··· Provided information ···

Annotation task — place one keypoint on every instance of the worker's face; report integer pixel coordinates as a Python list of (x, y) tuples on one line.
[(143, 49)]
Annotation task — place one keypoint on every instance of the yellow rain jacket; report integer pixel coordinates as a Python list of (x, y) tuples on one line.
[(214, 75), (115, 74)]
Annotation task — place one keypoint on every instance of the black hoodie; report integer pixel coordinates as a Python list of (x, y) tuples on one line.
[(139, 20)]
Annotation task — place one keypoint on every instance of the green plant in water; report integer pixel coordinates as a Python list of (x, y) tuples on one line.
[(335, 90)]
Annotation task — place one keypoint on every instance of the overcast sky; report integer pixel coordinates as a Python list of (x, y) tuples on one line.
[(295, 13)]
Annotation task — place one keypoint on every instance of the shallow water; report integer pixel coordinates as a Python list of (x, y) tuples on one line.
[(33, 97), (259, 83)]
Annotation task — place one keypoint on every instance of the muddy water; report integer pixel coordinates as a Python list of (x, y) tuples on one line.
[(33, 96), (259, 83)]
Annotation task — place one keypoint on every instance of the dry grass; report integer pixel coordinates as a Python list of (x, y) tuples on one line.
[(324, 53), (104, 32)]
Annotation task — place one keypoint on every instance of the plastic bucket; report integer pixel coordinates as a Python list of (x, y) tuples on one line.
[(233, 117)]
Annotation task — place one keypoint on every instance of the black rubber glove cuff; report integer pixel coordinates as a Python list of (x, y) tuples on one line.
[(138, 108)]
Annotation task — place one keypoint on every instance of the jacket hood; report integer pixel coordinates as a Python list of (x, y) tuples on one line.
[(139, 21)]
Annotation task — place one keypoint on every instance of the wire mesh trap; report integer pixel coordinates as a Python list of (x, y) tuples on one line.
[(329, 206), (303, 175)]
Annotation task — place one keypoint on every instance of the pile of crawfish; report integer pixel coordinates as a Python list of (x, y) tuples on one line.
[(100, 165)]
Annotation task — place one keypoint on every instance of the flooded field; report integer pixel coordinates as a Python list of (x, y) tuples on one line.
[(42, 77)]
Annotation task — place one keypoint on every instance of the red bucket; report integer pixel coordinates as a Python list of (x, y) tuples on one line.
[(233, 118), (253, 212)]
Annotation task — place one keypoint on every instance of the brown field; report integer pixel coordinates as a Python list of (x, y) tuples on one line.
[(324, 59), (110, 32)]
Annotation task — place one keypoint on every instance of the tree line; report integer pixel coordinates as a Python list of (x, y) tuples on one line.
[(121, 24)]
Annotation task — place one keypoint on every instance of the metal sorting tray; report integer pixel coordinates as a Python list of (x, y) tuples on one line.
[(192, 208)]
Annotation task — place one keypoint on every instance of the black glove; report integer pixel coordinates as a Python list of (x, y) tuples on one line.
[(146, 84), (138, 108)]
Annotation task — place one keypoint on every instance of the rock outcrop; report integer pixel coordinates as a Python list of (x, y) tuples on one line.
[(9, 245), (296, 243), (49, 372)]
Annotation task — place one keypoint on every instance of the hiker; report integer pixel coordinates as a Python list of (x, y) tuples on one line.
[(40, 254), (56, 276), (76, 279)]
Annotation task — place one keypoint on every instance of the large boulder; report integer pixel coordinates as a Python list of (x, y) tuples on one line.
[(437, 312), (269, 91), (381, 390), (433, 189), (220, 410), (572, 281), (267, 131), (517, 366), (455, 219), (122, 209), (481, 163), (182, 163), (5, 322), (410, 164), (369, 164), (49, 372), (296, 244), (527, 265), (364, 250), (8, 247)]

···

Exercise directions :: Retype every row above, keeping each character unchanged.

Exercise solution ::
Annotation task — place one keypoint on every instance of the worker's face; report integer pixel coordinates as a Python list of (x, y) tuples on one line.
[(143, 49)]
Annotation task — place one keypoint on every instance of the yellow rain jacket; report integer pixel coordinates as a Python list of (x, y) tuples on one line.
[(214, 75), (115, 74)]
Annotation task — place one keypoint on every instance of the black hoodie; report integer pixel coordinates as a Python list of (x, y) tuples on one line.
[(139, 20)]
Annotation task — place one keypoint on every instance of the green plant in water; report integer pixel coordinates as a Python list of (x, y) tuples on one line.
[(335, 90)]
Annotation task — place one keypoint on every instance of the overcast sky; report integer pixel coordinates as a Python list of (x, y) tuples on one line.
[(295, 13)]
Annotation task — place one keypoint on every instance of the shallow water; report integer pixel coordinates as a Python list of (x, y) tuples on one line.
[(33, 97), (259, 83)]
Annotation task — place one keypoint on every instance of the muddy water; report integer pixel coordinates as a Python list of (x, y) tuples on one line.
[(33, 96), (259, 83)]
Annotation task — place one keypoint on every instance of the dry grass; report integer pixel coordinates as a Python list of (x, y) tuples on one line.
[(324, 53), (104, 32)]
Annotation task — place one keypoint on every instance of the plastic bucket; report integer pixel coordinates as a Python list of (x, y) tuples on one line.
[(233, 117)]
Annotation task — place one keypoint on every instance of the black rubber glove cuff; report integer pixel coordinates as a Python list of (x, y) tuples on one line.
[(138, 108)]
Annotation task — place one keypoint on every instance of the jacket hood; report integer pixel coordinates as a Python list of (x, y) tuples on one line.
[(139, 21)]
Annotation task — place one keypoint on every instance of the wire mesh trap; report integer pixel coordinates as a Python list of (x, y) tuples on one line.
[(329, 206), (303, 175)]
Annotation task — place one keypoint on every instance of the pile of crawfish; report integer pixel coordinates as a Python list of (x, y) tuples on one line.
[(100, 165)]
Annotation task — place one keypoint on every instance of the flooded field; report integer pixel coordinates as a Python list of (x, y) tuples on one line.
[(42, 77)]
Annotation task — place one keypoint on every instance of the red bucket; report integer pixel coordinates as a Python list of (x, y) tuples on one line.
[(233, 118), (253, 212)]
Annotation task — place one keypoint on every instance of the brown field; report integer pixel coordinates as a Python list of (x, y) tuples on one line.
[(324, 59), (110, 32)]
Annotation task — place one keypoint on every instance of the tree line; report integer pixel coordinates as a Python list of (x, y) tuples on one line.
[(121, 24)]
Annotation task — place one keypoint on every instance of the metal sorting tray; report integer pixel coordinates as a Python list of (x, y) tuples on one line.
[(192, 208)]
Annotation task — place one keypoint on every instance of the black glove; report integer pixel coordinates as a Python list of (x, y) tuples on one line.
[(146, 84), (138, 108)]
Annotation task — place one keypoint on every instance of the rock outcrop; report integer pixel coordinates as a Python list of (x, y) tuples on one line.
[(9, 245), (296, 243), (49, 372)]
Annotation task — place one keypoint on every instance of the hiker; report integer pixel coordinates as a Python list of (x, y) tuples on one line.
[(40, 254), (56, 276), (76, 279)]
Annotation task — place one keypoint on every instance of the large boulder; report integer pixel coordinates as a Python list of (x, y) tuples on one line.
[(437, 312), (269, 91), (381, 390), (433, 189), (220, 410), (572, 281), (267, 131), (517, 366), (455, 219), (122, 209), (481, 163), (182, 163), (5, 322), (410, 164), (369, 164), (49, 372), (296, 244), (527, 265), (364, 250), (8, 247)]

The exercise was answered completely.